Aim of the exercise: Copy everything from "Long read transcriptomics" down to "described or quantified." in the text below on biases in long-read RNA sequencing, word for word.

Document text:
════════

Long read transcriptomics data enables estimation of gene and isoform level expression with higher accuracy and confidence than ever before. Further, Oxford Nanopore Technologies (ONT) allow the direct sequencing of RNA without Reverse Transcription (RT), and also the sequencing of cDNA without PCR amplification.
Previously, RNA sequencing required both Reverse Transcription (RT), and PCR amplification. PCR amplification is known to induce biases associated with expression levels, transcript lengths and GC content. Biases introduced by the RT step are not as well described or quantified.
In order to gain further insights into how different aspects of RNA preparation bias the data, we compared ONT long read RNA sequencing of direct RNA, direct cDNA and PCR amplified cDNA using five cell-line data sets from SG-NEx. Across all the cell-lines we identified hundreds of Differentially Expressed (DE) genes and isoforms, indicating a significant change in the distribution of counts between preparation protocols. Furthermore, Differential Transcript Usage (DTU) was identified between protocols in hundreds of genes, indicating significant changes in the measured isoform proportions.
Next, we focused on genes significant for DTU between dRNA and cDNA samples with a view to understand biases that may occur in the structure of transcripts rather than just measured expression. We devised an approach to identify and characterise the structural differences between pairs of isoforms (such as skipped exon, intron retention, extended exon etc.). When we compared the distribution of structural differences identified between switching isoforms to that found between pairs of isoforms selected at random from non-significant DTU genes (background), we observed clear differences in isoform features. Some of these differences occur at the transcript ends and could be associated with RNA fragmentation. However within the transcript body, the isoform switching pairs contain significantly more inserted introns, and less skipped exons in cDNA compared with the background pairs. This highlights a consistent pattern found across all the cell-lines tested, that could indicate the introduction of biases that are prevalent within the transcript body, possibly due to the Reverse Transcription step.
In experimental settings, these approaches can improve the interpretation of potential functional differences between transcripts in DTU genes. Detected structural differences can be aggregated and compared between experimental conditions to help identify specific mechanisms involved in isoform switching.
Dr Rotem Aharon holds a PhD in Mathematics and Statistics and a MSc in Applied Mathematics. She has extensive industry experience applying mathematics, statistics, machine learning, and deep learning principles to advance data analysis methodologies and design monitoring functions for computational models in production. Rotem currently works at Peter MacCallum Cancer Centre as a member of the Oshlack lab in the Computational Biology program, where her research focuses on developing novel analysis approaches and collaborative projects involving long-read transcriptomics data.

════════

Supplied records:

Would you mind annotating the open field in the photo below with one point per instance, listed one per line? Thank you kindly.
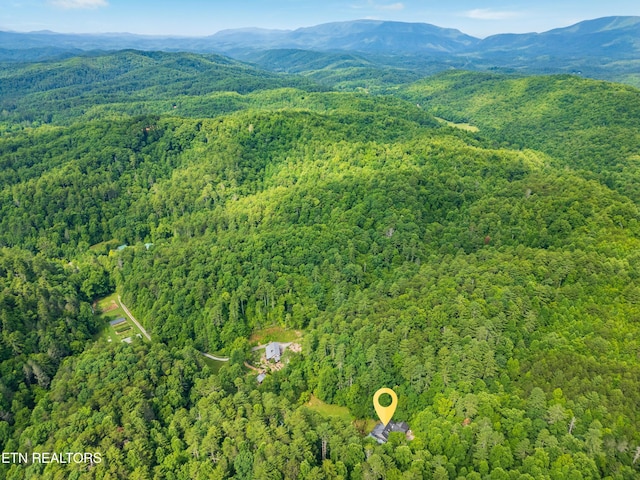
(109, 309)
(329, 410)
(274, 334)
(462, 126)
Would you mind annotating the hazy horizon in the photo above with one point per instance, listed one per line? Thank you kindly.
(194, 18)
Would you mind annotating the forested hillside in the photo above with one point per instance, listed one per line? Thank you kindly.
(489, 277)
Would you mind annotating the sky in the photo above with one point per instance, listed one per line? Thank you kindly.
(205, 17)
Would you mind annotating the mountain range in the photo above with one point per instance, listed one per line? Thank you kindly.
(617, 37)
(349, 54)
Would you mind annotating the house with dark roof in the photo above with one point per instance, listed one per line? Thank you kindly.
(117, 321)
(381, 432)
(273, 352)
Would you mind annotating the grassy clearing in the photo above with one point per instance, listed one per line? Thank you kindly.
(274, 334)
(214, 365)
(109, 309)
(328, 410)
(467, 127)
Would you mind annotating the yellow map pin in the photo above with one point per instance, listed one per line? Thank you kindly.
(385, 413)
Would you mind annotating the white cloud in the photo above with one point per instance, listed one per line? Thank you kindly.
(79, 3)
(377, 6)
(392, 6)
(488, 14)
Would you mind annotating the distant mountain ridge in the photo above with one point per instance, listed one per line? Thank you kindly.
(609, 35)
(605, 48)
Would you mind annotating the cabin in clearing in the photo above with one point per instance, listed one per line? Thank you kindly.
(273, 352)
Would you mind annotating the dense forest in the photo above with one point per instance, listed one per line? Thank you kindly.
(470, 240)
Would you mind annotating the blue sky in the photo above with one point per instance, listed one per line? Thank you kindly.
(204, 17)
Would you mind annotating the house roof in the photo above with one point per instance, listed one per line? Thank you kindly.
(273, 351)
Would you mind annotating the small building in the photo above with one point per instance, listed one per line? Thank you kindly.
(273, 352)
(381, 433)
(117, 321)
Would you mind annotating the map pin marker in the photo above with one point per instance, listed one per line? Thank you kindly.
(385, 413)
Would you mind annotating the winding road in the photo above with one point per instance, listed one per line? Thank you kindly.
(146, 334)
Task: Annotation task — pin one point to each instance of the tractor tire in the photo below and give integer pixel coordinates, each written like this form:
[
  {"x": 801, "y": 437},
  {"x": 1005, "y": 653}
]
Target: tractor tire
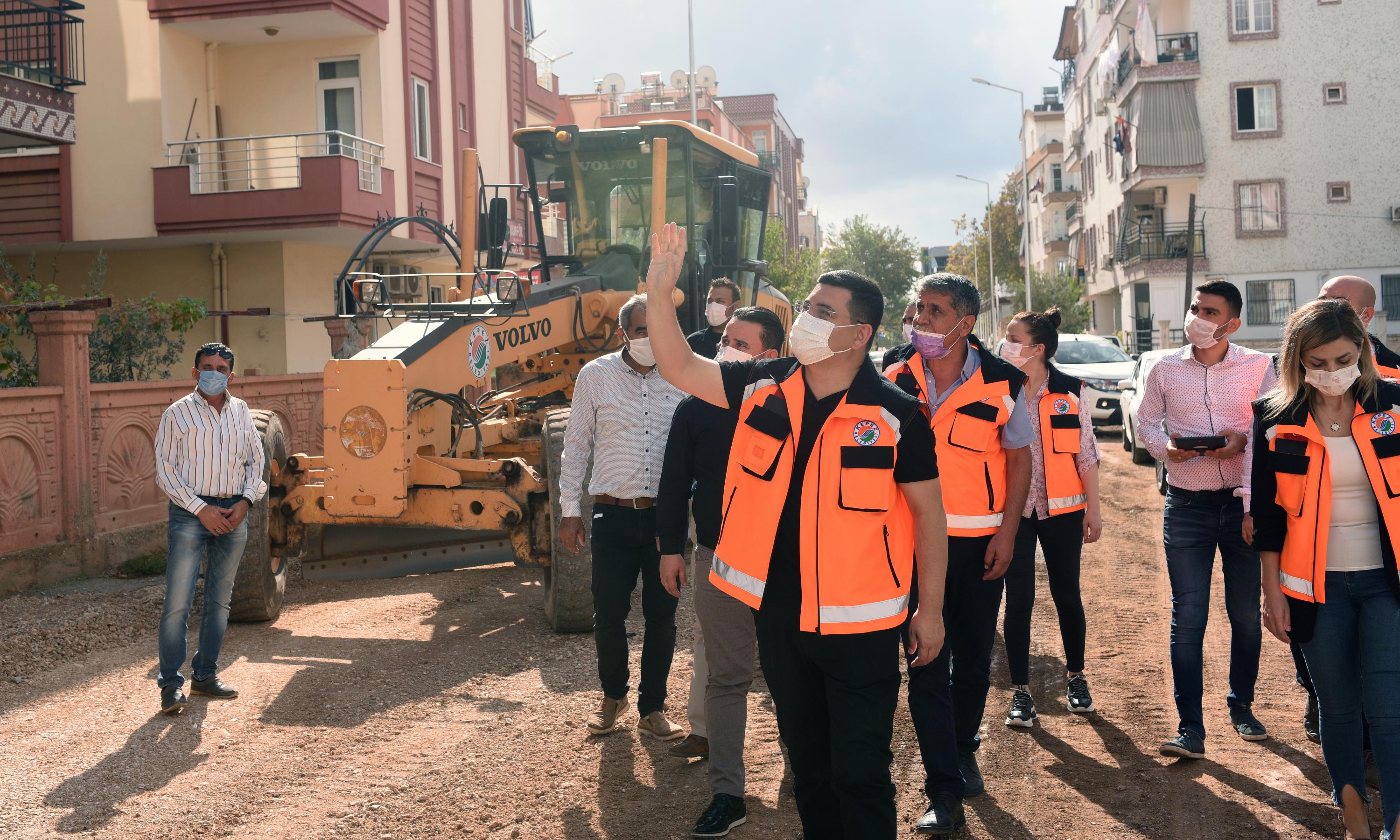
[
  {"x": 569, "y": 587},
  {"x": 262, "y": 577}
]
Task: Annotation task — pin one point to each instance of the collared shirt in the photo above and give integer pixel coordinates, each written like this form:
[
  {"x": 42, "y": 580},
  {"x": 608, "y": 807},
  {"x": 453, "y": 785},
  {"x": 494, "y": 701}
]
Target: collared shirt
[
  {"x": 205, "y": 453},
  {"x": 621, "y": 419},
  {"x": 1087, "y": 457},
  {"x": 1199, "y": 401},
  {"x": 1017, "y": 433}
]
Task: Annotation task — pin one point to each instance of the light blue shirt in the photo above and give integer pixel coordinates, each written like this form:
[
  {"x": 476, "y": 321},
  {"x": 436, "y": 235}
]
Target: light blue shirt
[{"x": 1017, "y": 432}]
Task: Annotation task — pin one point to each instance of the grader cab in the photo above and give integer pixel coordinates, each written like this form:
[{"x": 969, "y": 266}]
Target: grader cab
[{"x": 429, "y": 465}]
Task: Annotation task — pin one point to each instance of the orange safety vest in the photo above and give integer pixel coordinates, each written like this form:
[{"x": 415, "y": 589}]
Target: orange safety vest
[
  {"x": 972, "y": 464},
  {"x": 1298, "y": 458},
  {"x": 857, "y": 545},
  {"x": 1060, "y": 444}
]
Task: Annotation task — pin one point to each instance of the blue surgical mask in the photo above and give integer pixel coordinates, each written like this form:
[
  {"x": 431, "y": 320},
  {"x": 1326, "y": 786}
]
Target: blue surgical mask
[{"x": 213, "y": 382}]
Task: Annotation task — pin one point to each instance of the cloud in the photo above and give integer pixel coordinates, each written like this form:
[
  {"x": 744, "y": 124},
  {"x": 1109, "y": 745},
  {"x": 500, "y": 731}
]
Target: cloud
[{"x": 880, "y": 90}]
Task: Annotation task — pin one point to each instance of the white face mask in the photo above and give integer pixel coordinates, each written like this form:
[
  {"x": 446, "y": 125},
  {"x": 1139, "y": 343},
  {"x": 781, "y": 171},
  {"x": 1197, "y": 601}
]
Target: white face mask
[
  {"x": 733, "y": 353},
  {"x": 1202, "y": 332},
  {"x": 810, "y": 339},
  {"x": 1332, "y": 382},
  {"x": 640, "y": 352}
]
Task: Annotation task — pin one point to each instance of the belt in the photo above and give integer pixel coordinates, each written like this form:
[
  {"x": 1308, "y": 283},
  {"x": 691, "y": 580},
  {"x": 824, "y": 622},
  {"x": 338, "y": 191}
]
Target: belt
[
  {"x": 646, "y": 502},
  {"x": 1217, "y": 498}
]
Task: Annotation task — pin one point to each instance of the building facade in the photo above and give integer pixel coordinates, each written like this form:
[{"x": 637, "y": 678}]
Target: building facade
[
  {"x": 238, "y": 153},
  {"x": 1245, "y": 105}
]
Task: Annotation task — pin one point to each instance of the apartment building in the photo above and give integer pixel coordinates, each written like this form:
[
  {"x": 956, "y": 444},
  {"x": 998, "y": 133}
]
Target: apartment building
[
  {"x": 1272, "y": 114},
  {"x": 238, "y": 152}
]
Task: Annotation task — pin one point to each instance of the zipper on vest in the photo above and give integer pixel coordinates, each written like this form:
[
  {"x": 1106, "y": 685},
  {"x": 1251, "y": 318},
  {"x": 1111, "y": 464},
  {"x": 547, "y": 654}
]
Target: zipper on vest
[{"x": 888, "y": 559}]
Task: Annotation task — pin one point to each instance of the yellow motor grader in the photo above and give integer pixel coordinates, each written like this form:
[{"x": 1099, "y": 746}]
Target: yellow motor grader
[{"x": 429, "y": 464}]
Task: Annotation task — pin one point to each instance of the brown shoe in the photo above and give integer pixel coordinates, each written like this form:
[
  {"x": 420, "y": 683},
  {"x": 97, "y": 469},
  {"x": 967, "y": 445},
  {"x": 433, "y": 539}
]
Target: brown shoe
[
  {"x": 695, "y": 747},
  {"x": 658, "y": 726},
  {"x": 605, "y": 720}
]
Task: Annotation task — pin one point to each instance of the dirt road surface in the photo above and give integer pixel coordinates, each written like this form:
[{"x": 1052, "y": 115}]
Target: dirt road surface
[{"x": 441, "y": 706}]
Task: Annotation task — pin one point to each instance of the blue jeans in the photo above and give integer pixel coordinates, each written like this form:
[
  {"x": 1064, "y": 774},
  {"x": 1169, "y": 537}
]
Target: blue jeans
[
  {"x": 189, "y": 541},
  {"x": 1354, "y": 660},
  {"x": 1193, "y": 531}
]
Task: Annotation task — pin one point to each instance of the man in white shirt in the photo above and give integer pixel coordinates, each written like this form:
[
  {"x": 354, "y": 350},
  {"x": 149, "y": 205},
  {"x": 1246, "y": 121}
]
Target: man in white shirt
[
  {"x": 209, "y": 460},
  {"x": 622, "y": 416}
]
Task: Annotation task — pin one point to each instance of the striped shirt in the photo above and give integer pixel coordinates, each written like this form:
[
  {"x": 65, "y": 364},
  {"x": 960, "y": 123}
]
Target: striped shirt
[
  {"x": 205, "y": 453},
  {"x": 622, "y": 419}
]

════════

Response box:
Long read transcriptomics data enables estimation of gene and isoform level expression with higher accuracy and confidence than ever before. Further, Oxford Nanopore Technologies (ONT) allow the direct sequencing of RNA without Reverse Transcription (RT), and also the sequencing of cDNA without PCR amplification.
Previously, RNA sequencing required both Reverse Transcription (RT), and PCR amplification. PCR amplification is known to induce biases associated with expression levels, transcript lengths and GC content. Biases introduced by the RT step are not as well described or quantified.